(Extracted information Opens)

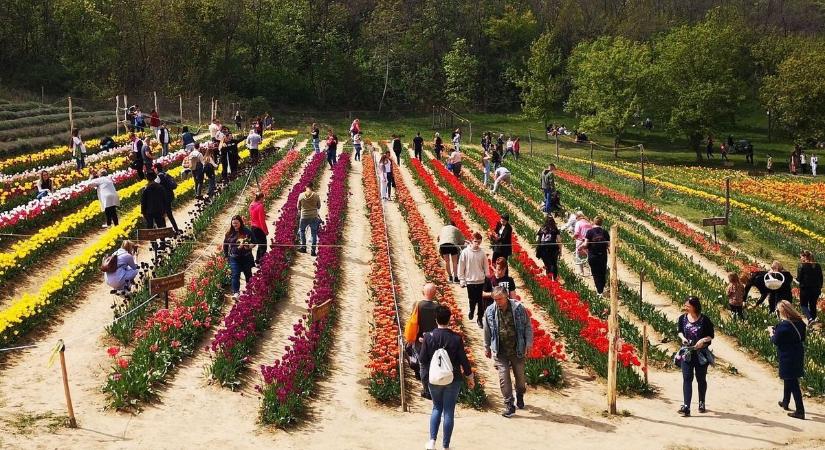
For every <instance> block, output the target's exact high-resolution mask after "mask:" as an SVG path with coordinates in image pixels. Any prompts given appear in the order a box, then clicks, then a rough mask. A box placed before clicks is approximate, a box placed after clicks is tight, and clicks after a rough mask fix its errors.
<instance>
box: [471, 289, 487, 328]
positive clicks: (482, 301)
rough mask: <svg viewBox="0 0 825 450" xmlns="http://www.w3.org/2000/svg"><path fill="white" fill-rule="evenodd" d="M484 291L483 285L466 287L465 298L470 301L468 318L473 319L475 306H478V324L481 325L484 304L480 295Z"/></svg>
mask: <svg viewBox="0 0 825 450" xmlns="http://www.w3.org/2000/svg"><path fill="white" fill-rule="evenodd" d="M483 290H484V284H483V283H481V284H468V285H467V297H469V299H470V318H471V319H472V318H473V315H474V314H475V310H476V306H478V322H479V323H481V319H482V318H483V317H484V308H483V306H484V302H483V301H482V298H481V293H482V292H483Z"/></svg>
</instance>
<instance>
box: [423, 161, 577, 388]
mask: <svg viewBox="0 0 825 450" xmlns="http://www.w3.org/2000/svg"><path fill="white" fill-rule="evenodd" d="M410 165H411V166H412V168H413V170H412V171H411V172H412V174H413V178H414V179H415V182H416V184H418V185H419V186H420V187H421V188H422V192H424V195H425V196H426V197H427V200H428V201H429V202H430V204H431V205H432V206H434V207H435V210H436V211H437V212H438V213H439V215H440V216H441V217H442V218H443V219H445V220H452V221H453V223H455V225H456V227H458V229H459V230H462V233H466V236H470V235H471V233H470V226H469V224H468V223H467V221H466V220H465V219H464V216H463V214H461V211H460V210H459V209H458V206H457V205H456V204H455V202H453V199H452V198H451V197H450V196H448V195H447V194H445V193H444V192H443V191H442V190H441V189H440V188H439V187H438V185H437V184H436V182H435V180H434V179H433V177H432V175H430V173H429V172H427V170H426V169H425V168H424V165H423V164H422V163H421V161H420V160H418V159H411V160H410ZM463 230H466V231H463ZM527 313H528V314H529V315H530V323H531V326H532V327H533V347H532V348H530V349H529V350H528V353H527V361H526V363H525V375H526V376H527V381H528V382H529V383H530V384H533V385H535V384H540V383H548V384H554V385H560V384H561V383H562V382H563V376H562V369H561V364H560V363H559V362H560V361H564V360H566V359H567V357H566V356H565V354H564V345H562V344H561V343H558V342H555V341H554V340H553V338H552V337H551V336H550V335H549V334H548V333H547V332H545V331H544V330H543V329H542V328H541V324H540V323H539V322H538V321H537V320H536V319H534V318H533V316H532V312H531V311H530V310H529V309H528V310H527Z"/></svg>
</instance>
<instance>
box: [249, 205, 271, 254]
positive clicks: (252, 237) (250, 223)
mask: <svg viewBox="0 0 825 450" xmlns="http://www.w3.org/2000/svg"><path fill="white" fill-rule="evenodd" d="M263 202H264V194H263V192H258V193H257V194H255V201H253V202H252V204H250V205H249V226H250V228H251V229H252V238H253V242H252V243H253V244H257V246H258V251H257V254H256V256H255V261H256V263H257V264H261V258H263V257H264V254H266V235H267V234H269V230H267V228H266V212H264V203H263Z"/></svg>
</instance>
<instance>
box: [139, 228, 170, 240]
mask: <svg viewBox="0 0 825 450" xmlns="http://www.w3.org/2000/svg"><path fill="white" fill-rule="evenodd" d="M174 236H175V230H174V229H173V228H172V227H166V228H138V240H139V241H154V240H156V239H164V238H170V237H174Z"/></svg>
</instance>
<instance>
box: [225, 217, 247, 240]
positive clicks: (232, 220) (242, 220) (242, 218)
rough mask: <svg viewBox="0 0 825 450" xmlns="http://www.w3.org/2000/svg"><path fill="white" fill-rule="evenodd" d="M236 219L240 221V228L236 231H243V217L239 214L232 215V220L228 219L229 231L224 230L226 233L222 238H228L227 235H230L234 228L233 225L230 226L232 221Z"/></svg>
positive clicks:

(Extracted information Closes)

Problem: Reproduce the records word for word, please, from their first line up to and including the line that contains "positive clicks: (482, 301)", but no pictures.

Answer:
For every <instance> block, output the target's exact high-resolution mask after "mask:" as an SVG path with coordinates in image pixels. Any prompts given appear in the order a box, then clicks, then a rough mask. A box placed before clicks is approximate, a box placed after clicks is tight, and clicks after a rough mask fix its errors.
<instance>
box: [471, 289, 487, 328]
positive clicks: (482, 301)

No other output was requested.